### Check your understanding
• A. In the article on the KellyOCG workforce study, what job does Peter Hamilton hold?
• B. Retype the part of the article on the KellyOCG workforce study that opens with the words containing "The purpose of" and closes with "28 per cent.".
• C. Extend the article on the KellyOCG workforce study by writing what comes next after its final sentence.

### Passage
▬▬▬

According to a study conducted by KellyOCG, a global outsourcing and consulting firm that specialises in providing workforce strategy, solutions, and operations, only 12 percent of respondents believed hybrid work had a positive impact on their company culture, which is significantly lower than the global average of 21 percent. Thirty-seven percent of those surveyed said that it was difficult for them to hire contingent talent.
It is possible that this apparent uneasiness has had an effect on the long-term ambitions of some Australian company leaders; the poll respondents indicated that 76 percent of them were planned to leave their organisations within the next two years. This was 4% more than the average for the world, and the data predicts that Australia may witness a greater exodus of employees from top positions than other places across the world.
In its second annual Global Workforce Report, KellyOCG surveyed one thousand senior company leaders from ten different industries and twelve different countries. These senior business leaders included C-suite executives, board members, department heads, directors, and managers.
The purpose of the study was to gain a better understanding of the most significant talent-related difficulties and dangers that organisations face as they recover from the pandemic. The proportion of people polled in Australia who believed that the complexity of managing a hybrid workforce will eventually need a return to the office was higher than the proportion of people surveyed globally who had the same belief, which was 28 per cent.
According to Peter Hamilton, who is the vice president and managing director, APAC, at KellyOCG, he feels that firms that are switched on will welcome the shift. “Smart firms are no longer thinking of flexible, hybrid, and inclusive work as something that would be good to have; instead, they are investing in the technology and experiences that make it more personalised to their workforce,” he stated.
“Australia is facing one of the greatest skills crises in our lifetimes. The battle for talent is fierce as the economy recovers from a challenging two years of border closures and lockdowns. However, the renewed optimism felt by organisations is also being echoed by employees themselves. They know that they could walk out the door into another job at any time, so the real challenge is not only finding new talent but also retaining and nurturing the talent you currently have.”

▬▬▬

### Given information
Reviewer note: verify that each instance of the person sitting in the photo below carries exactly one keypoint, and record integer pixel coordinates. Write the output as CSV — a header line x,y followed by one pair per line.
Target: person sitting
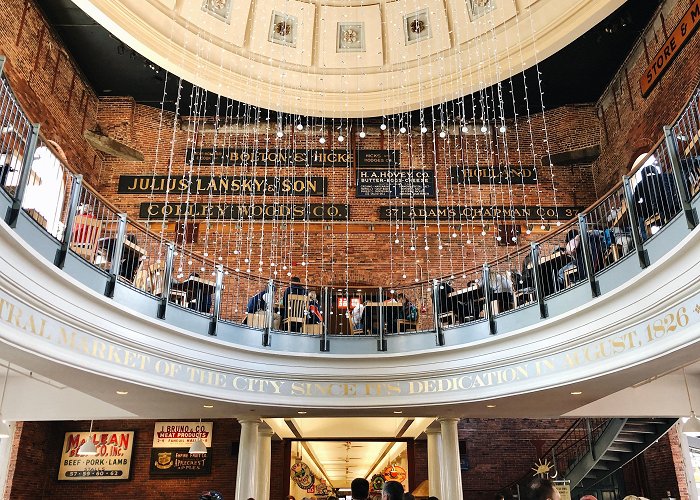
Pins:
x,y
358,316
313,314
655,195
408,312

▬▬▬

### Your written answers
• A. He is the vice president and managing director, APAC, at KellyOCG.

• B.
The purpose of the study was to gain a better understanding of the most significant talent-related difficulties and dangers that organisations face as they recover from the pandemic. The proportion of people polled in Australia who believed that the complexity of managing a hybrid workforce will eventually need a return to the office was higher than the proportion of people surveyed globally who had the same belief, which was 28 per cent.

• C.
Intriguingly, despite the fact that some senior Australian leaders appear to be impatient for change, they reported being significantly happier than their peers from across the world. In comparison to the percentage of senior leaders expressing dissatisfaction with their jobs in Australia (45%), more over half of senior leaders all over the world (58%) said they were unhappy in their current position.
Business executives in this region are also more likely to be in favour of a four-day work week: seventy-five per cent of them claimed that they had already implemented it or planned to do so in the next twelve months, which is higher than the average worldwide percentage of sixty-nine per cent.
Tammy Browning, the president of KellyOCG, came to the conclusion that “Our research signals there is significant talent demand for a life-work shift”
“A shift in workplace culture is needed and organisations must evolve to remain competitive, profitable, and attractive to top talent”
It is the intention of KellyOGC that the findings of this survey will serve as a motivating model for businesses who wish to follow in the footsteps of the 15% of respondents to this study who reported an increase in employee wellbeing, productivity, and revenue growth in the preceding year.
According to the findings, these businesses are more likely to make use of contingent talent in order to improve workforce agility and to engage workers across the organisation in discussions around DEI (diversity, equity and inclusion). In addition to this, they are dedicated to reimagining the employee experience and using the appropriate tools and technology in order to empower the workforce of today. The countries of Australia, Canada, China, Germany, India, Ireland, Japan, Malaysia, Singapore, Switzerland, the United Kingdom, and the United States were among those surveyed in this study.